_Task statement_
Write out, word for word, every line in the data below from the one containing "Find the lily" to the one containing "Find the mist", both of them included.
=== Material provided ===
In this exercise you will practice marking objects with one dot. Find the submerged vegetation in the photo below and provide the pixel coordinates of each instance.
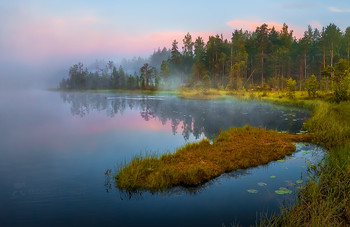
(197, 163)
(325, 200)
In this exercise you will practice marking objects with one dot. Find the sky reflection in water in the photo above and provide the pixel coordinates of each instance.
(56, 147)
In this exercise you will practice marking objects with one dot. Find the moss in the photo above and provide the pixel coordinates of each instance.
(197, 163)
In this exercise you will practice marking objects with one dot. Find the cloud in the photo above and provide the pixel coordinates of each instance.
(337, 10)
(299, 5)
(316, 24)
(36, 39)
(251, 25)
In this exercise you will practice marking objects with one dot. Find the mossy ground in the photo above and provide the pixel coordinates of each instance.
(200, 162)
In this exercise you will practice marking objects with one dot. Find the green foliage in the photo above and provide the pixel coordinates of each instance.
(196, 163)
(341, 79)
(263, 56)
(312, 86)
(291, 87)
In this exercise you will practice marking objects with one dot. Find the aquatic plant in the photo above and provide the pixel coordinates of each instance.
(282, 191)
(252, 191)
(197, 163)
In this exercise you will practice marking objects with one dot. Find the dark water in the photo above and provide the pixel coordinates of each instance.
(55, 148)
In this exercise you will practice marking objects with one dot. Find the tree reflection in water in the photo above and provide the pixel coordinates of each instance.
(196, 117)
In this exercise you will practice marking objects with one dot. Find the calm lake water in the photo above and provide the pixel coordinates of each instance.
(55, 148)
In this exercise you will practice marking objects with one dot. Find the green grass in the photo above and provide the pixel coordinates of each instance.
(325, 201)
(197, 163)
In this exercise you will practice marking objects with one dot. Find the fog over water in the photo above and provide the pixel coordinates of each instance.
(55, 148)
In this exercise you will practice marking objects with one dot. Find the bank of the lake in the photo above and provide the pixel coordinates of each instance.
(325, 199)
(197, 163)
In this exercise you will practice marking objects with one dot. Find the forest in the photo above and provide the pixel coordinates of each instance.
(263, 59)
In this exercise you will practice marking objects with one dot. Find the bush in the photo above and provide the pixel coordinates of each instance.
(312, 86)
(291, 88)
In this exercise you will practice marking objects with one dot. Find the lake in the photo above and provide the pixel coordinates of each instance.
===
=== Material provided ===
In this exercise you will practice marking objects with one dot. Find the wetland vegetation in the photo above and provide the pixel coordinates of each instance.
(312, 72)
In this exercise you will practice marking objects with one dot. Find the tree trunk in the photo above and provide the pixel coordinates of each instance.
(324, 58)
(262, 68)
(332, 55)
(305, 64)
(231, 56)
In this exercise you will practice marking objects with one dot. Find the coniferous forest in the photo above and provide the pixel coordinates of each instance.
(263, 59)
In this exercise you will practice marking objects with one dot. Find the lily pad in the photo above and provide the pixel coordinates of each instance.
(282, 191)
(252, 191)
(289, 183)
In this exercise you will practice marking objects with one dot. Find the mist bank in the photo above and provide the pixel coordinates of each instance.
===
_Answer_
In this exercise you will practice marking objects with one dot. Find the lily pad in the photo above and provide the pixel coordinates of each instance.
(282, 191)
(252, 191)
(289, 183)
In this exercise you will practice marking objects with one dot. Find the mist bank in the photo above and provide the pixel coordinates of each instance.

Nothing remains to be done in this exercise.